Dataset items
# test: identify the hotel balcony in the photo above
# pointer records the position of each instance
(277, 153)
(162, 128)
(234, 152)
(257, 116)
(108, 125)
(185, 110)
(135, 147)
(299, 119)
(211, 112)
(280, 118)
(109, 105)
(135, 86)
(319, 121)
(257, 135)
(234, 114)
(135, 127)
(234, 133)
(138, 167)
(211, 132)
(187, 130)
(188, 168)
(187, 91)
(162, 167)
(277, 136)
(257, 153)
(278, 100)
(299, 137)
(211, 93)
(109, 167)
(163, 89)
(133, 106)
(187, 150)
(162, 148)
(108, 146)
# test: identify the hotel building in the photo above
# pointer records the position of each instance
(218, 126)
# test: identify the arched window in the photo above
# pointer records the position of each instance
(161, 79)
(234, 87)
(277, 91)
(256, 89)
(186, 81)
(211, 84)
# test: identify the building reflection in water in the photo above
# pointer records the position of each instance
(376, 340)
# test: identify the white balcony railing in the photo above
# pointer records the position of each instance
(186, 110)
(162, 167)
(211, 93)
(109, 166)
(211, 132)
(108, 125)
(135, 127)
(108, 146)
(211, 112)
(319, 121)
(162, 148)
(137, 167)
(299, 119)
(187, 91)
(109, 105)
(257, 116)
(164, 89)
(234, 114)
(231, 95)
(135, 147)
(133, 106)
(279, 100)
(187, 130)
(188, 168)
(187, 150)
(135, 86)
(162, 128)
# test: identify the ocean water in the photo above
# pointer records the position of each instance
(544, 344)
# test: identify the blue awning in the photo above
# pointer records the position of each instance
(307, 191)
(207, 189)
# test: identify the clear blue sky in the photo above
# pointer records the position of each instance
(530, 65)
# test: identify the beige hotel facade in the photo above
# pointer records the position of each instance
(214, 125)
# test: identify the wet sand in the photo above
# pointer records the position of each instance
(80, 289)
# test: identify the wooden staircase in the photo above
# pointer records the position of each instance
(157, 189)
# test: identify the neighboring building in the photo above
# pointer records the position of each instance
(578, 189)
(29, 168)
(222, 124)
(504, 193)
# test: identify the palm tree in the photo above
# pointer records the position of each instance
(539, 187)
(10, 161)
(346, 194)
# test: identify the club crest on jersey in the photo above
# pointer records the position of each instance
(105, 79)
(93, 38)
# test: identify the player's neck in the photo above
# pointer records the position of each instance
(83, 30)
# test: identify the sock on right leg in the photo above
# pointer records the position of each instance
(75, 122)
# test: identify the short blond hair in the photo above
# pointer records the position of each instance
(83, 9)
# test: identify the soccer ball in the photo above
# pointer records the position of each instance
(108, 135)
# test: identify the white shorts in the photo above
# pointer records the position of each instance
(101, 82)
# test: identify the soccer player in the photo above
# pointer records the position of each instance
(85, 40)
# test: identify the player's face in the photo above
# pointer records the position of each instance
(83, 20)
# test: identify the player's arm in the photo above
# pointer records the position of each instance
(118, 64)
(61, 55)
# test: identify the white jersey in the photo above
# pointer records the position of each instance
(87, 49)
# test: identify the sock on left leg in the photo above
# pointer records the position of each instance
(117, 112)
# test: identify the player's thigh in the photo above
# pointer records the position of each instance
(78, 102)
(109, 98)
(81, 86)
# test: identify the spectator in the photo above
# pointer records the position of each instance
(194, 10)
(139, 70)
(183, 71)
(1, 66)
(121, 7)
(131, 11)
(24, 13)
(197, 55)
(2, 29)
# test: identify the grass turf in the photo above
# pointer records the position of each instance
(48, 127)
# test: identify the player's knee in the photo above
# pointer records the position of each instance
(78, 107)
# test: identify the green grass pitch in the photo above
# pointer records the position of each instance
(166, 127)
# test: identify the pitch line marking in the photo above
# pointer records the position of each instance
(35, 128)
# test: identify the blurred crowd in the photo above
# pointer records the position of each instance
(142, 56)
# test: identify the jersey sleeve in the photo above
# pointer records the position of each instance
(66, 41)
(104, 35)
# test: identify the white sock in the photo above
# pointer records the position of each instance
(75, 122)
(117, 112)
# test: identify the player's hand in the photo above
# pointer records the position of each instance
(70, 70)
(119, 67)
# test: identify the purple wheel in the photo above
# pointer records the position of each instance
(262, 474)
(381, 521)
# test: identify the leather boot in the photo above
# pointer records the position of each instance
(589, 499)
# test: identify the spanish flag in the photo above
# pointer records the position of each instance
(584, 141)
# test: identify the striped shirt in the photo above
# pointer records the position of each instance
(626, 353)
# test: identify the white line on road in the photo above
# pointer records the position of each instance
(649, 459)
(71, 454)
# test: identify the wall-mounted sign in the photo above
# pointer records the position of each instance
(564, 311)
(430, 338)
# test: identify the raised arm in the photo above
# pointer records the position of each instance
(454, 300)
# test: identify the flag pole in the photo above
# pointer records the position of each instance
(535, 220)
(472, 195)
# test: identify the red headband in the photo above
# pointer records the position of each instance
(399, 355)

Task requirements. Repeat exactly the lines above, starting with the line that contains "# test: identify the blurred" and ending with the last line, both included, and nothing else.

Written answer.
# test: identify the blurred crowd in the photo above
# pointer records the position of each instance
(142, 56)
# test: identify the jersey sleeve in the photo above
# pointer records the position of each instance
(66, 41)
(104, 35)
# test: identify the white sock in the photo above
# pointer records the position of each instance
(75, 122)
(117, 112)
# test: identify the player's hand in the photo above
# pointer records the position of each instance
(70, 70)
(119, 67)
# test: identify the purple wheel in the photo above
# pointer records the position of each instance
(262, 474)
(381, 521)
# test: identify the leather boot in the photo above
# pointer records the position of each instance
(589, 499)
# test: identify the spanish flag in the photo above
# pointer records the position of each instance
(584, 141)
# test: identify the striped shirt in the photo above
# pointer records the position of each instance
(626, 353)
# test: identify the white line on road in the photo above
# pointer records the position of each instance
(649, 459)
(71, 454)
# test: identify the wall-mounted sign in the photo above
# pointer records the position of each instance
(564, 311)
(430, 338)
# test: identify the raised arm in the photo above
# pointer records the position of each instance
(454, 300)
# test: identify the flag pole in the photo above
# pointer records the position of each instance
(535, 220)
(472, 195)
# test: identify the red headband in the photo above
# pointer records the position of each instance
(399, 355)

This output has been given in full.